- _DATA YANG DIBERIKAN_:
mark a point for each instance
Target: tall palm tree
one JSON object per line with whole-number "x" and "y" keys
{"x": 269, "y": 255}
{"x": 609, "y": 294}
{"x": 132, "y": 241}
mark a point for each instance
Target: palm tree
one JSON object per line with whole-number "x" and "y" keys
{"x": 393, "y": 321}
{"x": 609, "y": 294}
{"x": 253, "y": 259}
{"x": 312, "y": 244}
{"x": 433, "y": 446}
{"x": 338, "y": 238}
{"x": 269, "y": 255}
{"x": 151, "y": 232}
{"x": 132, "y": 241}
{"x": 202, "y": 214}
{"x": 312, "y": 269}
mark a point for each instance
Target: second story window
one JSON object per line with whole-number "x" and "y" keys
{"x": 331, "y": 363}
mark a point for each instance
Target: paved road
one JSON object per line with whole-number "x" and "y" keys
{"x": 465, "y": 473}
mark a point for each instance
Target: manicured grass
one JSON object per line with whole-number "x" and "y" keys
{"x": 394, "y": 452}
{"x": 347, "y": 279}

- _URAIAN TUGAS_: Tulis ulang semua baris di atas dengan mengganti "palm tree" menjadi "coconut tree". Bagian lain tidak boleh diubah.

- _HASIL TUGAS_:
mark a point for each instance
Target: tall coconut tree
one JSON object per line with whole-number "x" and "y" keys
{"x": 269, "y": 255}
{"x": 609, "y": 294}
{"x": 132, "y": 241}
mark a point for each instance
Target: coconut tree
one JSON object per line with whole-number "x" and "y" keys
{"x": 393, "y": 321}
{"x": 609, "y": 294}
{"x": 253, "y": 259}
{"x": 312, "y": 244}
{"x": 433, "y": 446}
{"x": 338, "y": 238}
{"x": 269, "y": 255}
{"x": 151, "y": 232}
{"x": 132, "y": 241}
{"x": 202, "y": 214}
{"x": 312, "y": 269}
mark a point for each instance
Target: second story window
one JSON object per line with whole-number "x" and "y" keys
{"x": 331, "y": 363}
mark a point for each instance
Target: paved road
one JSON object per line with whole-number "x" and "y" keys
{"x": 465, "y": 473}
mark a point for each instance
Target: manicured grass
one JSON object per line with whole-number "x" and "y" keys
{"x": 394, "y": 452}
{"x": 347, "y": 279}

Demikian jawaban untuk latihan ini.